## Instruction
Identify every line below that contains the string "window" and copy each of those lines in full.

## Material provided
________________________

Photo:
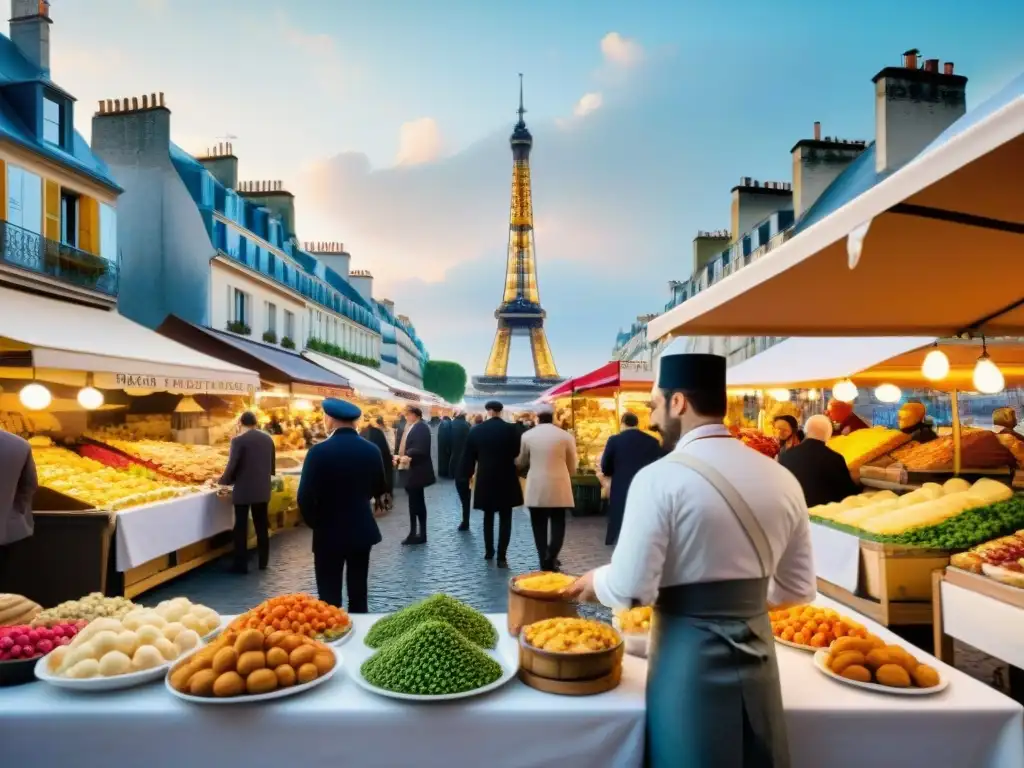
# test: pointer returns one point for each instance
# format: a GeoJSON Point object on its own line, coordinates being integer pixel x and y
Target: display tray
{"type": "Point", "coordinates": [280, 693]}
{"type": "Point", "coordinates": [510, 668]}
{"type": "Point", "coordinates": [822, 655]}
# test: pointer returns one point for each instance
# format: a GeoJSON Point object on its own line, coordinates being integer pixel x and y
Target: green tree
{"type": "Point", "coordinates": [444, 378]}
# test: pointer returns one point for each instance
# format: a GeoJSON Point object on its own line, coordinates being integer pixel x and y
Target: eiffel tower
{"type": "Point", "coordinates": [520, 312]}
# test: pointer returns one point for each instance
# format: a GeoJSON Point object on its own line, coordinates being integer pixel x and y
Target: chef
{"type": "Point", "coordinates": [714, 536]}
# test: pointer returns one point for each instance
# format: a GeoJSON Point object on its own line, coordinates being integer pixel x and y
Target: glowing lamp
{"type": "Point", "coordinates": [35, 396]}
{"type": "Point", "coordinates": [888, 393]}
{"type": "Point", "coordinates": [90, 398]}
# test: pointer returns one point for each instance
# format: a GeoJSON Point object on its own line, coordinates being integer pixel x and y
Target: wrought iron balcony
{"type": "Point", "coordinates": [27, 250]}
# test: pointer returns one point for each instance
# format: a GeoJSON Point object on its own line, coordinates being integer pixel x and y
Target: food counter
{"type": "Point", "coordinates": [968, 724]}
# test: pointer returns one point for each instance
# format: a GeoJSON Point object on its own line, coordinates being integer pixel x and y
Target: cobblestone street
{"type": "Point", "coordinates": [451, 561]}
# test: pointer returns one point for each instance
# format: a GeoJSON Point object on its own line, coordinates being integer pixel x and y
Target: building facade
{"type": "Point", "coordinates": [58, 202]}
{"type": "Point", "coordinates": [219, 252]}
{"type": "Point", "coordinates": [913, 103]}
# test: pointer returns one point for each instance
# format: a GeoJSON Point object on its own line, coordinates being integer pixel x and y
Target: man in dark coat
{"type": "Point", "coordinates": [418, 469]}
{"type": "Point", "coordinates": [251, 465]}
{"type": "Point", "coordinates": [460, 431]}
{"type": "Point", "coordinates": [822, 472]}
{"type": "Point", "coordinates": [340, 477]}
{"type": "Point", "coordinates": [444, 446]}
{"type": "Point", "coordinates": [625, 455]}
{"type": "Point", "coordinates": [491, 453]}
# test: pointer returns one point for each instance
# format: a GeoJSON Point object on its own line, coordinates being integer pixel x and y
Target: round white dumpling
{"type": "Point", "coordinates": [83, 670]}
{"type": "Point", "coordinates": [186, 640]}
{"type": "Point", "coordinates": [146, 657]}
{"type": "Point", "coordinates": [127, 642]}
{"type": "Point", "coordinates": [115, 664]}
{"type": "Point", "coordinates": [148, 635]}
{"type": "Point", "coordinates": [167, 649]}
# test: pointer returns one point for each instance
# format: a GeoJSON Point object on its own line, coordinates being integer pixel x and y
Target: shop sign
{"type": "Point", "coordinates": [182, 385]}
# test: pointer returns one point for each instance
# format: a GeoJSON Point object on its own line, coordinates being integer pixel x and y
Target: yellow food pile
{"type": "Point", "coordinates": [635, 620]}
{"type": "Point", "coordinates": [884, 512]}
{"type": "Point", "coordinates": [866, 444]}
{"type": "Point", "coordinates": [571, 636]}
{"type": "Point", "coordinates": [545, 582]}
{"type": "Point", "coordinates": [813, 626]}
{"type": "Point", "coordinates": [870, 660]}
{"type": "Point", "coordinates": [95, 483]}
{"type": "Point", "coordinates": [249, 663]}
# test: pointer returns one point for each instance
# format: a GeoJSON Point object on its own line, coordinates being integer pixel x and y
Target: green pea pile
{"type": "Point", "coordinates": [474, 626]}
{"type": "Point", "coordinates": [432, 658]}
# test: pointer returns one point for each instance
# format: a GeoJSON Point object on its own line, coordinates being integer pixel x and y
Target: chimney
{"type": "Point", "coordinates": [912, 107]}
{"type": "Point", "coordinates": [30, 31]}
{"type": "Point", "coordinates": [270, 194]}
{"type": "Point", "coordinates": [363, 282]}
{"type": "Point", "coordinates": [333, 254]}
{"type": "Point", "coordinates": [222, 163]}
{"type": "Point", "coordinates": [817, 163]}
{"type": "Point", "coordinates": [132, 130]}
{"type": "Point", "coordinates": [753, 203]}
{"type": "Point", "coordinates": [707, 246]}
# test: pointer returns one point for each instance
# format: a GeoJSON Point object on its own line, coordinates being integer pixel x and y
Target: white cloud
{"type": "Point", "coordinates": [621, 51]}
{"type": "Point", "coordinates": [419, 141]}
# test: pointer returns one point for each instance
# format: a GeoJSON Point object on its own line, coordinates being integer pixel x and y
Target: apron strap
{"type": "Point", "coordinates": [751, 525]}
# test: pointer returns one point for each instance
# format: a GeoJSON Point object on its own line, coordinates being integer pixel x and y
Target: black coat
{"type": "Point", "coordinates": [444, 448]}
{"type": "Point", "coordinates": [492, 449]}
{"type": "Point", "coordinates": [340, 477]}
{"type": "Point", "coordinates": [377, 436]}
{"type": "Point", "coordinates": [251, 464]}
{"type": "Point", "coordinates": [822, 472]}
{"type": "Point", "coordinates": [421, 466]}
{"type": "Point", "coordinates": [625, 455]}
{"type": "Point", "coordinates": [460, 431]}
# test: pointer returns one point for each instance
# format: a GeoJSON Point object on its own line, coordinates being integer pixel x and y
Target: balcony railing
{"type": "Point", "coordinates": [32, 252]}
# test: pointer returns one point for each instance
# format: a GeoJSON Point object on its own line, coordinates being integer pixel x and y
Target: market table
{"type": "Point", "coordinates": [968, 724]}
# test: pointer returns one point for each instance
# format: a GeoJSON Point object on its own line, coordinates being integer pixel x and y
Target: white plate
{"type": "Point", "coordinates": [509, 669]}
{"type": "Point", "coordinates": [280, 693]}
{"type": "Point", "coordinates": [822, 655]}
{"type": "Point", "coordinates": [100, 683]}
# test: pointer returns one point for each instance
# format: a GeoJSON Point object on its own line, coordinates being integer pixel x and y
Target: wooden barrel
{"type": "Point", "coordinates": [526, 606]}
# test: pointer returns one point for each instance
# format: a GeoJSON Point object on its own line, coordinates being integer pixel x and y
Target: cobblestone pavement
{"type": "Point", "coordinates": [451, 561]}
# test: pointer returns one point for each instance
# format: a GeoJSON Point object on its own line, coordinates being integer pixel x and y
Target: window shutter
{"type": "Point", "coordinates": [51, 211]}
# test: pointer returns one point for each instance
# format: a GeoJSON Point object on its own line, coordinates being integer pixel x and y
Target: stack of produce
{"type": "Point", "coordinates": [865, 445]}
{"type": "Point", "coordinates": [474, 626]}
{"type": "Point", "coordinates": [93, 605]}
{"type": "Point", "coordinates": [93, 483]}
{"type": "Point", "coordinates": [300, 613]}
{"type": "Point", "coordinates": [870, 660]}
{"type": "Point", "coordinates": [250, 663]}
{"type": "Point", "coordinates": [110, 647]}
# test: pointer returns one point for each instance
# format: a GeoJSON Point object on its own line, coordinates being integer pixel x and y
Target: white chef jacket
{"type": "Point", "coordinates": [677, 528]}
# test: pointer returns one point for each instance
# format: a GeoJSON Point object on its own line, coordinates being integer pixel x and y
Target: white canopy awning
{"type": "Point", "coordinates": [121, 354]}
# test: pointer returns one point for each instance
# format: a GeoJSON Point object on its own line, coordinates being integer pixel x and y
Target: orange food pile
{"type": "Point", "coordinates": [813, 626]}
{"type": "Point", "coordinates": [300, 613]}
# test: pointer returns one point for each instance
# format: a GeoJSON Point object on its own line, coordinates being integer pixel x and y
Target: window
{"type": "Point", "coordinates": [52, 123]}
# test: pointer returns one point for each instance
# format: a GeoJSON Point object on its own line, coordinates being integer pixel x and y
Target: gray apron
{"type": "Point", "coordinates": [713, 689]}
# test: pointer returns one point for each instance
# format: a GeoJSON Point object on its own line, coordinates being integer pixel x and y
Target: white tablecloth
{"type": "Point", "coordinates": [146, 532]}
{"type": "Point", "coordinates": [969, 725]}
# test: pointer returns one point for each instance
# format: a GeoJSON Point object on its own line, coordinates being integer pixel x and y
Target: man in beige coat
{"type": "Point", "coordinates": [549, 453]}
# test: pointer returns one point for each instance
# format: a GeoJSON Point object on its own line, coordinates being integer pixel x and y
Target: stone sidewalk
{"type": "Point", "coordinates": [451, 561]}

________________________

## Answer to the problem
Target: window shutter
Target: window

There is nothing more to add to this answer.